— BEGIN Provided material —

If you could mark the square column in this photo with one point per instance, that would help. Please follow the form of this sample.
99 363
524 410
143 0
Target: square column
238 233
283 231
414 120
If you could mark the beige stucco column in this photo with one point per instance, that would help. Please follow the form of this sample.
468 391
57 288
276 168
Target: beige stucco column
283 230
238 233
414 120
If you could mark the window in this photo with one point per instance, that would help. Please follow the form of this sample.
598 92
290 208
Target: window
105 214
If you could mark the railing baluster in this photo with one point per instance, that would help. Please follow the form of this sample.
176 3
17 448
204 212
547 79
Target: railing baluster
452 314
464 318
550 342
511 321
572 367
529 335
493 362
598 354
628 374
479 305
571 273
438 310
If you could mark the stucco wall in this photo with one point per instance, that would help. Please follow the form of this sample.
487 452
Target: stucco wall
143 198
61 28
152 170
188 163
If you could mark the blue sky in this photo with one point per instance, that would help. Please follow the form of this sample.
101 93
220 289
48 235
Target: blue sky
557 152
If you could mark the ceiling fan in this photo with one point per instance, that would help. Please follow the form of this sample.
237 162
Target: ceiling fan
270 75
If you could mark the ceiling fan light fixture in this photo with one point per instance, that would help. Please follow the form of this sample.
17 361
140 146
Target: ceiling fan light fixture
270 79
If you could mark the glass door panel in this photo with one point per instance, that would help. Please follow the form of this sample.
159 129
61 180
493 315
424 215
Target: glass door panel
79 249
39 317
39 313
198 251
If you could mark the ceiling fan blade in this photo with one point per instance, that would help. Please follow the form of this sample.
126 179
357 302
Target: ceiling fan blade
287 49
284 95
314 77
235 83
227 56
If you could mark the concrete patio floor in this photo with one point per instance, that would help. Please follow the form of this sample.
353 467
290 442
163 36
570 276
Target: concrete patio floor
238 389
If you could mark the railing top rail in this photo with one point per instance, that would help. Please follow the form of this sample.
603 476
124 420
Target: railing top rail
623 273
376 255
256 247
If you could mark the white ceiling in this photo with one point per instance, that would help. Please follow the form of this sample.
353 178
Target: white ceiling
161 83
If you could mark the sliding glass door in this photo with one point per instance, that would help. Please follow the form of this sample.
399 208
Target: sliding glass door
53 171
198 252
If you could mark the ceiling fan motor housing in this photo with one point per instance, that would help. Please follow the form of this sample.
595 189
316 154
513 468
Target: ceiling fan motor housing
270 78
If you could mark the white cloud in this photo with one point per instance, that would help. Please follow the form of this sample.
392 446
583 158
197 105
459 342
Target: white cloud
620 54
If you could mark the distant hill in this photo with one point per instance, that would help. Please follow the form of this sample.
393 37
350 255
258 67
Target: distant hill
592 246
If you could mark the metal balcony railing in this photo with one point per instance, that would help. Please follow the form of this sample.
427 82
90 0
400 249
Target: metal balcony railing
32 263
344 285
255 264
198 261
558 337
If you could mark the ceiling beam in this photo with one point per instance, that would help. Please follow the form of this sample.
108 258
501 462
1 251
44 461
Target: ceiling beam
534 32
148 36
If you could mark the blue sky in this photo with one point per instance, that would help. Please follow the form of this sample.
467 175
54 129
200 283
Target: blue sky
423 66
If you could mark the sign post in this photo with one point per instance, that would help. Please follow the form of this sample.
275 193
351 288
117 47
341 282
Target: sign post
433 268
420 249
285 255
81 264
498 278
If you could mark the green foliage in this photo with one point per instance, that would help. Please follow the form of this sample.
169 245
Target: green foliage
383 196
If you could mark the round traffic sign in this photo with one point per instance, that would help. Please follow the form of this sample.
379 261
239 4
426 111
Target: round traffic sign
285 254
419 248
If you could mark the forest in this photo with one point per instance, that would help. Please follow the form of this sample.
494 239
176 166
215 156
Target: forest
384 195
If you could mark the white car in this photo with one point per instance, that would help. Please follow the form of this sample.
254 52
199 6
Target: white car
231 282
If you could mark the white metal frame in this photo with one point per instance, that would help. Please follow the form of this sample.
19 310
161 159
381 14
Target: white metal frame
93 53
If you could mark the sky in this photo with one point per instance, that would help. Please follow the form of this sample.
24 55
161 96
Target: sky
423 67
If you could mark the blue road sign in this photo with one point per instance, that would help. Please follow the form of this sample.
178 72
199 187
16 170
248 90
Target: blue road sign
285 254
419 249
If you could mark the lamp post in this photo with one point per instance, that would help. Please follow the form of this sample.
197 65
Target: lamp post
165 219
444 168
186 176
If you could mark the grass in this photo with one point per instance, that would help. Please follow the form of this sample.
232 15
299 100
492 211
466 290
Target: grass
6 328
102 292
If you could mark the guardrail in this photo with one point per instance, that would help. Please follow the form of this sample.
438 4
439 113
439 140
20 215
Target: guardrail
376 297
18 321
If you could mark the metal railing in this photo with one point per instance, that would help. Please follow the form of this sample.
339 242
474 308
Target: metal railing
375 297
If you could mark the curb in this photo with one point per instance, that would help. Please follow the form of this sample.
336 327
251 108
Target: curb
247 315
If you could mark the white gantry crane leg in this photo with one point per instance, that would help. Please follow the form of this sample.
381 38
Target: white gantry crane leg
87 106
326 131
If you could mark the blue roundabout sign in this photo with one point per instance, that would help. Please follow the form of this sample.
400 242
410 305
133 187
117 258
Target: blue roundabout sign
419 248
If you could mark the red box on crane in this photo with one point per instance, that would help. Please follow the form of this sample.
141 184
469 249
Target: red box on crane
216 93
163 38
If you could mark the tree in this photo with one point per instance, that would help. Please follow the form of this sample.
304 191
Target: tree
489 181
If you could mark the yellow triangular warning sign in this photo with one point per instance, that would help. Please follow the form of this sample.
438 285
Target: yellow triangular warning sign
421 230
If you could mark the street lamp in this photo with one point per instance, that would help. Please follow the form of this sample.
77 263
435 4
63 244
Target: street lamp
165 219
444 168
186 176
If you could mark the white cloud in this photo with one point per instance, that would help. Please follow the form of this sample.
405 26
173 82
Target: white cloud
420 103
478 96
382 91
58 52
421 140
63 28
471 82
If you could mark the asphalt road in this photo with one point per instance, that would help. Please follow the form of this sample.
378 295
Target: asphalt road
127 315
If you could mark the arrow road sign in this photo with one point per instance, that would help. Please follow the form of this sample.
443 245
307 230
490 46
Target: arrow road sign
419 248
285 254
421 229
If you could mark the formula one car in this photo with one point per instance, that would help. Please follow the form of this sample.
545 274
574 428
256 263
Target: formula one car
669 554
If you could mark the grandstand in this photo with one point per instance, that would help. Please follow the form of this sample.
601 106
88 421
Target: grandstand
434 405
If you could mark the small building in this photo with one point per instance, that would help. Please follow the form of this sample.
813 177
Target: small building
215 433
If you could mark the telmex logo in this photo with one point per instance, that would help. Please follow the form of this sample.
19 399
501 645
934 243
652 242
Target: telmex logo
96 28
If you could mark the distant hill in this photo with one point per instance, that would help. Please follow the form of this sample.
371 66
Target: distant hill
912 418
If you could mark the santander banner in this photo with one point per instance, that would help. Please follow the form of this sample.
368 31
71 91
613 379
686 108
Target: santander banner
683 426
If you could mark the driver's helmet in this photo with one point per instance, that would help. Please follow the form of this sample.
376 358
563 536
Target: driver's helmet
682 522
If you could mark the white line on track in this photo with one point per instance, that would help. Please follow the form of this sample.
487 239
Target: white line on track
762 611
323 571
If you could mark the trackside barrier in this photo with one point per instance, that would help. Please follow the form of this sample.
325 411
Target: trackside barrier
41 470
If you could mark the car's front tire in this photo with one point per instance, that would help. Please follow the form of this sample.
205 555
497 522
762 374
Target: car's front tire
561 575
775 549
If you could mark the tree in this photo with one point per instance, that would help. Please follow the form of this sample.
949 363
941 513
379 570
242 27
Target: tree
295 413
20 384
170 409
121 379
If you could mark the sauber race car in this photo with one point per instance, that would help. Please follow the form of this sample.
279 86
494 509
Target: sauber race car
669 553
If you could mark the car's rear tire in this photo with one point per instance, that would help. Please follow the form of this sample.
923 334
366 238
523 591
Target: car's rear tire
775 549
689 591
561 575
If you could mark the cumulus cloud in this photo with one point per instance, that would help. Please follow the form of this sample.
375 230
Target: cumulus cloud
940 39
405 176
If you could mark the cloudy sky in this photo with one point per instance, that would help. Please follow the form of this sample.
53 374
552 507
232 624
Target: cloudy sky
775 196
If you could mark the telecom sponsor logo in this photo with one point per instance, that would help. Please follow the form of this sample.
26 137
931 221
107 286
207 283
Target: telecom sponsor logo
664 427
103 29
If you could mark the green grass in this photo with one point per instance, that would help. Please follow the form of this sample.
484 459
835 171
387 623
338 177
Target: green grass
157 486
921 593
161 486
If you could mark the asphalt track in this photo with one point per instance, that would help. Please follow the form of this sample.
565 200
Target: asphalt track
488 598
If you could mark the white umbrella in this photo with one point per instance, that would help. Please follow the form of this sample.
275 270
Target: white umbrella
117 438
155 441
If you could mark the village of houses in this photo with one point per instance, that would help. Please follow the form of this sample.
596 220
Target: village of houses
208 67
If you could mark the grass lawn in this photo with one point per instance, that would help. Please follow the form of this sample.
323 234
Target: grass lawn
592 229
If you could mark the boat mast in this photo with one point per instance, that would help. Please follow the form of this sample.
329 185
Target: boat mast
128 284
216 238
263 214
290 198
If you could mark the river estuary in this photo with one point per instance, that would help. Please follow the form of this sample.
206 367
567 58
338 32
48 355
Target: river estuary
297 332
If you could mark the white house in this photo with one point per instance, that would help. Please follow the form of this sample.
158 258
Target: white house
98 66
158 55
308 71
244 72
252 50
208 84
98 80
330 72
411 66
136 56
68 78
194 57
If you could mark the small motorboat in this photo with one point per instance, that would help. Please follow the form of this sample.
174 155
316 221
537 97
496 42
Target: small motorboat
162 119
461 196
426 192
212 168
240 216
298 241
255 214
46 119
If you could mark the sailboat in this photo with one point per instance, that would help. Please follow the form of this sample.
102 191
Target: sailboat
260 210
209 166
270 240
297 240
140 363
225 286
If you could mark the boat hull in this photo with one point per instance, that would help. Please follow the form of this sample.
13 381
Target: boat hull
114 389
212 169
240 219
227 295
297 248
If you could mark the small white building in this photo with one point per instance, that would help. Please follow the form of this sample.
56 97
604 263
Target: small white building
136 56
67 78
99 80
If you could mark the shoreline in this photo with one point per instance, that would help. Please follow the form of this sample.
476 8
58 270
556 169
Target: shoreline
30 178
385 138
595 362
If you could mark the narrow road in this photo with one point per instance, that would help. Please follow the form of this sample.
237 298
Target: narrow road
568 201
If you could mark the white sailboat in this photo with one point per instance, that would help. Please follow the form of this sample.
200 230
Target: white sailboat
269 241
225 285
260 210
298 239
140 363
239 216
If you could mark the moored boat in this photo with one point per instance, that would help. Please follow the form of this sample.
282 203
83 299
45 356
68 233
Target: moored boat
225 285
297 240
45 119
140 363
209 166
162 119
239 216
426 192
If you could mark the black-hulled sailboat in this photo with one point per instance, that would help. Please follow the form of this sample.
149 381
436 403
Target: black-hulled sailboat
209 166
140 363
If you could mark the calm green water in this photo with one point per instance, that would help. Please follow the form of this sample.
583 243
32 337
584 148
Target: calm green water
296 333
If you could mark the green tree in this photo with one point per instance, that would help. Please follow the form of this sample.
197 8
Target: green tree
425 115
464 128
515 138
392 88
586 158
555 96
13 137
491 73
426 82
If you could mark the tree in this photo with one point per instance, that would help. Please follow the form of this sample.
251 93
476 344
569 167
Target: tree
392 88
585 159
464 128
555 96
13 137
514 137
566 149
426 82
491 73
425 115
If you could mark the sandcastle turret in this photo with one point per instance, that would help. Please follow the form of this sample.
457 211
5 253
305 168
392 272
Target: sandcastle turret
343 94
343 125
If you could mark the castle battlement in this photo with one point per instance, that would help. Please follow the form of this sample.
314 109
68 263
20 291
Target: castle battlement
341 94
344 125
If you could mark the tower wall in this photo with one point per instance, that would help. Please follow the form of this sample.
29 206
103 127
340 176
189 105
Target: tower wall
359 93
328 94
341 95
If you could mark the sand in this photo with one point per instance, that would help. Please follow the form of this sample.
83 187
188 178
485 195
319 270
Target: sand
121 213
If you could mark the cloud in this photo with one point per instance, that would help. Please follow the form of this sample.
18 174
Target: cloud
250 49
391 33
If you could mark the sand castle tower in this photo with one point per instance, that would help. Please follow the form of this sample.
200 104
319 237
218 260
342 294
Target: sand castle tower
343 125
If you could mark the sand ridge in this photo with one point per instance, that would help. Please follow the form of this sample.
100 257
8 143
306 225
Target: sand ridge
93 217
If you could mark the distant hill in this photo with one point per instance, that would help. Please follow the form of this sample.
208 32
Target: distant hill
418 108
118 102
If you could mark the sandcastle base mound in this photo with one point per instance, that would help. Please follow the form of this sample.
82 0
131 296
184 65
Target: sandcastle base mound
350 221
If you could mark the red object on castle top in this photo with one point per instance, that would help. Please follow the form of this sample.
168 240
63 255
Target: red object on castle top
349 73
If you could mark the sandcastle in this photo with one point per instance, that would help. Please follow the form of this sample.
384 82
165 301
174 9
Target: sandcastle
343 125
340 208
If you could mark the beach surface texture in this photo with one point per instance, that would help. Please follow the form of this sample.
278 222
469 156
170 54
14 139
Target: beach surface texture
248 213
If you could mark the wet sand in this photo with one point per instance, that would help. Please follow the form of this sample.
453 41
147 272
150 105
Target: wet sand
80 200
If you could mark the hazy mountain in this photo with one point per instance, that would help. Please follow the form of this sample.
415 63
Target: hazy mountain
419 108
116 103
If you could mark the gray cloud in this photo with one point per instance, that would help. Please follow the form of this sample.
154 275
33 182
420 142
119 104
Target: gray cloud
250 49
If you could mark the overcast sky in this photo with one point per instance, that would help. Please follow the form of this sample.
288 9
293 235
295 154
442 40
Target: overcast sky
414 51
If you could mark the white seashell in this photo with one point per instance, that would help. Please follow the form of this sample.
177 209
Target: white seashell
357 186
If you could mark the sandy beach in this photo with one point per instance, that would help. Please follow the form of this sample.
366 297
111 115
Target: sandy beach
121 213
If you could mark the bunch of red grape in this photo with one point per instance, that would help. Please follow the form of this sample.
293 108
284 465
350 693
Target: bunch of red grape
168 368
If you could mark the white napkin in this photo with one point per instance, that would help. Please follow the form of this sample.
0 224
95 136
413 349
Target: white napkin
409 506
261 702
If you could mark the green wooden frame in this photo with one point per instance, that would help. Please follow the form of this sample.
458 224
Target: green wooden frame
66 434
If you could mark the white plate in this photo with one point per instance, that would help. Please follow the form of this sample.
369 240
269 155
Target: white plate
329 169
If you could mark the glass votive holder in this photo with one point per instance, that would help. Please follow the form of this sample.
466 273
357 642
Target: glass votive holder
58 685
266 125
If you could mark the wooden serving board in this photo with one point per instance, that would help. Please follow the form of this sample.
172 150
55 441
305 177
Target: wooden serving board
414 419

— END Provided material —

Set down, word for word, only the lines running from the line with "If you could mark the bunch" to the last line of the listing above. Both of those lines belong in your answer.

If you could mark the bunch of red grape in this photo with one point per instance, that would help. Please follow the form of this sample.
293 108
284 465
350 693
Target: bunch of red grape
168 368
If you could mark the white napkin in this photo with one point per instance, that would help. Please follow the form of this sample.
0 224
95 136
413 349
Target: white napkin
409 506
261 702
If you could mark the green wooden frame in this photo with one point per instance, that would help. Please follow the form of this sample.
458 224
Target: green wooden frame
66 434
If you could mark the white plate in this photo with one point per instance, that would help. Please follow the form of this sample.
369 240
269 155
Target: white plate
329 169
If you could mark the glass votive holder in this photo with one point per instance, that would help. Please follow the form of this sample.
466 273
357 642
Target: glass votive holder
58 685
266 125
If you could mark the wooden serving board in this photo with one point per instance, that would help. Please follow the form of this sample.
172 150
55 441
305 177
Target: wooden serving board
414 419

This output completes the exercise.